__GIVEN REQUEST__
In the data that follows, find the line containing "Annotation task — annotate the blue construction"; then quote that line and every line after it, exactly, through the last one.

━━ ENTRIES PROVIDED ━━

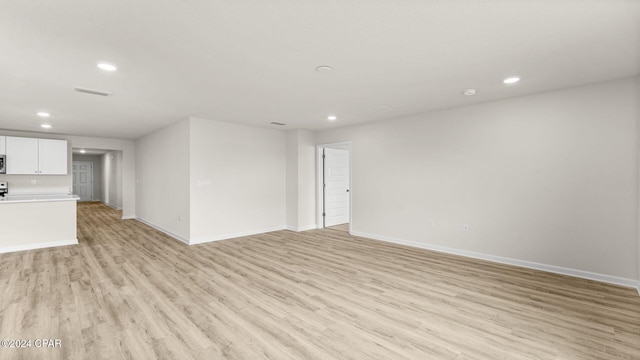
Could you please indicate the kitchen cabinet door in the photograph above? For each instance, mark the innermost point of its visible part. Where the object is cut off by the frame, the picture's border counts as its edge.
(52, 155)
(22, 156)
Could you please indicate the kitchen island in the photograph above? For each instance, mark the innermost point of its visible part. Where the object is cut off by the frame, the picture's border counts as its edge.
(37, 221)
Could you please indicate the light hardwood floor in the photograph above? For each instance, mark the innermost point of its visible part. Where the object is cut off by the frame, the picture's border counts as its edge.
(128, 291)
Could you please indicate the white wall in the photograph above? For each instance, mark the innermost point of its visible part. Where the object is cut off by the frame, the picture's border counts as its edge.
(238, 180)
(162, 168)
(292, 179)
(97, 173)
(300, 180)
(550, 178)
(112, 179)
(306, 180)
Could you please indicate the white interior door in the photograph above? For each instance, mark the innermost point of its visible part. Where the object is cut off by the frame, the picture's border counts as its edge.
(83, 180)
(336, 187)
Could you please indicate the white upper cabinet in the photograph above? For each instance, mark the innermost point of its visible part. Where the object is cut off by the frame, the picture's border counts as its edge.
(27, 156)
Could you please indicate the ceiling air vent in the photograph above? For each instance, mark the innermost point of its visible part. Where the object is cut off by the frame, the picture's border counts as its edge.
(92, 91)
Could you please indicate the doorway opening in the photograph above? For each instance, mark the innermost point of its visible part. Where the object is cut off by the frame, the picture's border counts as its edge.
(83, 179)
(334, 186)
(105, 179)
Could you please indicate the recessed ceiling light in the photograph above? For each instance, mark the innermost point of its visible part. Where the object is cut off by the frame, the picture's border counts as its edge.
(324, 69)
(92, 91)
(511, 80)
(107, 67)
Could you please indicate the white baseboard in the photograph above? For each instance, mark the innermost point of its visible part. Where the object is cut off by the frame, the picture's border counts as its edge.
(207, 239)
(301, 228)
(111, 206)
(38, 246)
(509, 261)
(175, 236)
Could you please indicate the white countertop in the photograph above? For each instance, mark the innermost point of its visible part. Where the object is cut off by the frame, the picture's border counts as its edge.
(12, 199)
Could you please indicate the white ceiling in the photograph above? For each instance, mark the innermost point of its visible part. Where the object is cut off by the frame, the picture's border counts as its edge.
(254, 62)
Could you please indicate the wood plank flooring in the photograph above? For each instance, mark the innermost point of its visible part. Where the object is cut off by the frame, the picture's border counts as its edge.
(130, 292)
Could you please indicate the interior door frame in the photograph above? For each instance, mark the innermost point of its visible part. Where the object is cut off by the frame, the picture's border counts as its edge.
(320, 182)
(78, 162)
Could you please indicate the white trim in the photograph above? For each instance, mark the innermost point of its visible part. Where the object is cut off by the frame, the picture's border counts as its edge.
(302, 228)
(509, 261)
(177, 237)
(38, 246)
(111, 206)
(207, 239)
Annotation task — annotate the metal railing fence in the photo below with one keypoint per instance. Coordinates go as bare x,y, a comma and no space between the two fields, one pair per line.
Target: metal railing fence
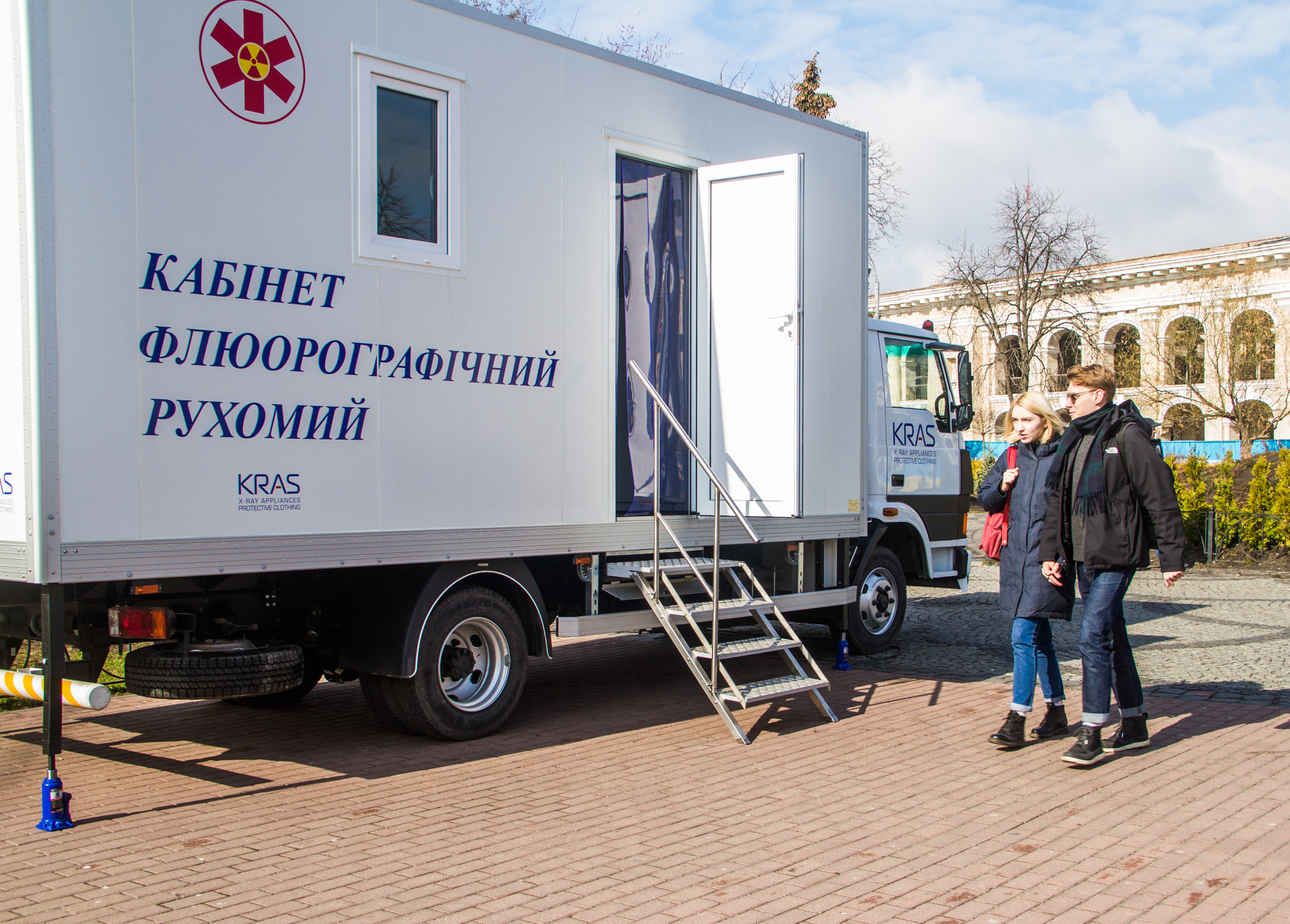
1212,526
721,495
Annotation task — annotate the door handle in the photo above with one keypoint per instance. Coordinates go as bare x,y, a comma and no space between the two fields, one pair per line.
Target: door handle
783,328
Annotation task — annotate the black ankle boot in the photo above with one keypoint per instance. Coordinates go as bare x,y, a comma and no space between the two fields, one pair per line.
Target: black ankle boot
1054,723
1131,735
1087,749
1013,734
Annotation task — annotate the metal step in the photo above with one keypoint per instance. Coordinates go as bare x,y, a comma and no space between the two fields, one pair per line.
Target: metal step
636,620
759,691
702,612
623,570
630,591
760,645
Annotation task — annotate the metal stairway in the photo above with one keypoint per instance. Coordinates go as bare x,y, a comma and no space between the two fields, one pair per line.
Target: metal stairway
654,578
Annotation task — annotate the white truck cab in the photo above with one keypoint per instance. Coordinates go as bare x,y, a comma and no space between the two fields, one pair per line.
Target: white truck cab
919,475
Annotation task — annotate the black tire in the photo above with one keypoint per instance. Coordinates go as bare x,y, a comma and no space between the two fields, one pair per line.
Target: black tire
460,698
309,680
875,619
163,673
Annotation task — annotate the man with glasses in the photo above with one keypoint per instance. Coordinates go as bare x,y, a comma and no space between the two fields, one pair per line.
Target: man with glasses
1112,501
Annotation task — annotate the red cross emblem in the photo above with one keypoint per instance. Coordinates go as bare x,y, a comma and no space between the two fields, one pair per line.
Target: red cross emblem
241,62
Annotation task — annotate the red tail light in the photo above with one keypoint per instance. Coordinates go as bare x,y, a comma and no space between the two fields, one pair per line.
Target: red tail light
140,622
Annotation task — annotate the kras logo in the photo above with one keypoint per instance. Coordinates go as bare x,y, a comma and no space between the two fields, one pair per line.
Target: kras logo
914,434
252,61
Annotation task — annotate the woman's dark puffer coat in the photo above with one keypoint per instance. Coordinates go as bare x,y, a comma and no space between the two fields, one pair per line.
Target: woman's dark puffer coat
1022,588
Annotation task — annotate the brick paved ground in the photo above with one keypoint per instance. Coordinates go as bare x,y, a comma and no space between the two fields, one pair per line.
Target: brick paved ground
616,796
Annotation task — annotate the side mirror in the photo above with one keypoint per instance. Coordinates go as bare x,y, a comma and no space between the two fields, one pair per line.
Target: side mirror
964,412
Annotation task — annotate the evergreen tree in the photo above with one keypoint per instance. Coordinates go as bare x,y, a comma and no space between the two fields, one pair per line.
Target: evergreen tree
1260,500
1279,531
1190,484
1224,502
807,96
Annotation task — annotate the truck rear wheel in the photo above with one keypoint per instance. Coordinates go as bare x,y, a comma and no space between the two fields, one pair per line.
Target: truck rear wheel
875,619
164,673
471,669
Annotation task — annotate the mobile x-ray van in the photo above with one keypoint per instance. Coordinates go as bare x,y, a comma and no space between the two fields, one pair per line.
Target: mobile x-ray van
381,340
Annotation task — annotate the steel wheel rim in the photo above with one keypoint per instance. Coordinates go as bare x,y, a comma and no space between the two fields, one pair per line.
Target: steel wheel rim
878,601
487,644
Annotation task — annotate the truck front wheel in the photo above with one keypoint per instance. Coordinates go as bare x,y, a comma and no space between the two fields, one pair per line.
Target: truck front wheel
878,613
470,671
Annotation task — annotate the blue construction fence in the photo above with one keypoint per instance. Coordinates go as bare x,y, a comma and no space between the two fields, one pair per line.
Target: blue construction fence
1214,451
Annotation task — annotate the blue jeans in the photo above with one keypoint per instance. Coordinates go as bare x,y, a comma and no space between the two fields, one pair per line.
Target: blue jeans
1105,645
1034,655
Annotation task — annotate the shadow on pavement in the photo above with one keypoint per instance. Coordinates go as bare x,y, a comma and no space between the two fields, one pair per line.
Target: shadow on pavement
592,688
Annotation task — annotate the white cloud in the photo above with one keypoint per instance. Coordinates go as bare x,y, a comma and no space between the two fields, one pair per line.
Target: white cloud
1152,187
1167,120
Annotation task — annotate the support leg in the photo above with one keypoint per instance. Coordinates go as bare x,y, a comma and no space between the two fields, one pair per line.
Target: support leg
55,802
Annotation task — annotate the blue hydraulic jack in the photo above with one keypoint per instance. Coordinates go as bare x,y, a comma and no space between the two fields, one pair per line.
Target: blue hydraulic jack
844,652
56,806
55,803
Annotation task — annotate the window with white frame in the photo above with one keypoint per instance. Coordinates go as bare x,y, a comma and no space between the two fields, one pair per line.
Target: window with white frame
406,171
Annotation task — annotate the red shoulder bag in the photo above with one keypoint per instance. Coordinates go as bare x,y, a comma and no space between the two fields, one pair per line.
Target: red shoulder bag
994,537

━━━

__EXERCISE OUTPUT__
Annotation task — annotate the blue construction fence in the photo above with one keypoint per instance. Coordinates go as bare x,y, a comma and no space between the two fields, one pair per line.
Target: blue construction fence
1214,451
Annotation task — annotate the blue jeans in the photo above with one keypoint per instance. Coordinates go as bare x,y, a comma and no space between the two fields, one pair per line.
Target: blue jeans
1105,645
1034,655
Annotation task — annotate the shadow on pavement in the photo above with one keypoint per instance. Coordinates go as bare x,y, a comma and no space between the two fields, one pair per line.
Target: shadow on pavement
592,688
Annotation task — annotate the white cloud in the photo above with one keypoint per instance. Coordinates go as bare x,y, a comma and no space between the two fields, one pair per line.
Target: white cloud
1152,187
1167,120
Annotation task — annotate the support leg in the photo above with one keypoint per instance. Coordinates go as bare x,y, a comma and no space between the two fields, one pair per line.
Target: support leg
55,802
Annotation task — annotate the blue hydraulic jack in the photo above with one keypoint per instance. Coordinates go as bare x,y, a comma and no space between the two fields, one pair per line.
Target: blue hydraulic jack
844,652
56,806
55,803
Annotation task — annotate the window with white frame in the photo above with one keypoint per instance. Coordinates go as bare x,y, a comma and no space between the two fields, one pair per line.
Target: window with white frame
406,171
Annotation task — annotate the red shoulder bag in the photo above with one keypoint per instance. Coordinates go as bare x,y, a comma and no space between the two fields, one pair per line.
Target: red shoulder bag
994,537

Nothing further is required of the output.